● **ASSIGNMENT**
Transcribe every entry word for word.

● **DATA SUPPLIED**
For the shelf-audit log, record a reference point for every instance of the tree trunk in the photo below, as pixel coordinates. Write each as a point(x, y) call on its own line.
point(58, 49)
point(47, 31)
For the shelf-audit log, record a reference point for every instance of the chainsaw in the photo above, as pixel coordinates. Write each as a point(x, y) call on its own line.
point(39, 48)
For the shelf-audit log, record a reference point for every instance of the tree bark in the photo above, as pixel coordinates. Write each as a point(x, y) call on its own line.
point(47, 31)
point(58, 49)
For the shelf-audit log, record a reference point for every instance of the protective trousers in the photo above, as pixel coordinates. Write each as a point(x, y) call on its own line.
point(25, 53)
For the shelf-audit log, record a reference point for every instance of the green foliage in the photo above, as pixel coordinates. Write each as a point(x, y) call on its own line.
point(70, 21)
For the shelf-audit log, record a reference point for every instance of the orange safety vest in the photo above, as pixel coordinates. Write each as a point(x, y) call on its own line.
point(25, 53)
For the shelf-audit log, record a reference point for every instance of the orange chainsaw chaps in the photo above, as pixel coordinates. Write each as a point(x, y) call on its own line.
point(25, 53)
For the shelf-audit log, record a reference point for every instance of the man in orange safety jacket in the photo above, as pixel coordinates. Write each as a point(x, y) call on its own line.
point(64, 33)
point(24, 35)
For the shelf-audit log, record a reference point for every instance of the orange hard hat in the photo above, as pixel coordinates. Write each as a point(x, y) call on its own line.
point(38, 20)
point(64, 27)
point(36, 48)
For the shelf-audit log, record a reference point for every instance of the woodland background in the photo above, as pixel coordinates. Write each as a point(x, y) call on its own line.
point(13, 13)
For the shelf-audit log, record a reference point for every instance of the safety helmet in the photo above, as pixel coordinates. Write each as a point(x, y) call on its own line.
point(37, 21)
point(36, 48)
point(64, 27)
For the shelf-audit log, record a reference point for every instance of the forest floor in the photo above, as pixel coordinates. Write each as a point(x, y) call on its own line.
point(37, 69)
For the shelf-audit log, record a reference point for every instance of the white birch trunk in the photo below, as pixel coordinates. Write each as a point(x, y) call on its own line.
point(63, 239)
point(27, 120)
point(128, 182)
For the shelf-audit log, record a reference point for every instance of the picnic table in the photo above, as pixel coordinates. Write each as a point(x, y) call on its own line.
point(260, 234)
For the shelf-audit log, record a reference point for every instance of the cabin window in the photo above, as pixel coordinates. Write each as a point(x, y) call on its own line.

● **RESULT OF THE EXERCISE**
For the shelf-audit log, record a reference point for every instance of the tree trunk in the photo below, as pixel coordinates. Write each as a point(x, y) call on its own line.
point(58, 49)
point(47, 31)
For the shelf-audit log, record a reference point for every instance of the chainsaw in the photo above, as pixel coordinates. Write each as a point(x, y) call on its own line.
point(39, 48)
For the shelf-audit log, record a reference point for every instance of the tree bark in the photo above, as pixel coordinates. Write each as a point(x, y) call on its own line.
point(47, 31)
point(58, 49)
For the shelf-audit log, record a reference point for every instance of the protective trousers in the photo above, as pixel coordinates. Write each as a point(x, y) call on its own line.
point(25, 53)
For the shelf-audit log, record a reference point for every instance of the green foliage in the photo above, as pixel coordinates. Write each as a point(x, y) call on its own line.
point(70, 21)
For the shelf-audit log, record a reference point for every instance of the orange safety vest in the photo above, as pixel coordinates. Write each as a point(x, y) call on its own line.
point(25, 53)
For the shelf-audit log, record a reference point for every instance of the orange chainsaw chaps in the photo above, as pixel coordinates. Write each as a point(x, y) call on its own line.
point(25, 53)
For the shelf-audit log, record a reference point for every instance of the man in orange safety jacket in the photo above, as pixel coordinates. Write each as a point(x, y) call on its own line.
point(64, 33)
point(24, 35)
For the shelf-audit log, record a reference point for every instance of the orange hard hat in the photo above, as pixel coordinates. Write each as a point(x, y) call on its own line.
point(38, 20)
point(64, 27)
point(36, 48)
For the shelf-audit log, record a reference point for every instance of the woodland background in the photo above, as pixel coordinates. Write each as a point(x, y) call on its own line.
point(13, 13)
For the shelf-audit log, record a reference point for every instance of the safety helmet in the photo above, as pixel coordinates. Write each as a point(x, y) call on its own line.
point(37, 21)
point(36, 48)
point(64, 27)
For the shelf-audit log, record a reference point for every instance of the forest floor in the photo above, as pixel coordinates. Write each as a point(x, y) call on its own line.
point(37, 69)
For the shelf-audit log, record a reference point for every instance of the white birch trunk in the photo below, as pixel coordinates. Write each as a point(x, y) call on its own line.
point(63, 239)
point(27, 120)
point(128, 182)
For the shelf-audit log, record a reference point for every instance of the picnic table in the photo above, as pixel coordinates. Write each as a point(x, y) call on its own line.
point(260, 234)
For the shelf-audit log, record a reference point for every instance of the cabin window in the photo above, as pixel coordinates. Write each as a point(x, y) call on its own line.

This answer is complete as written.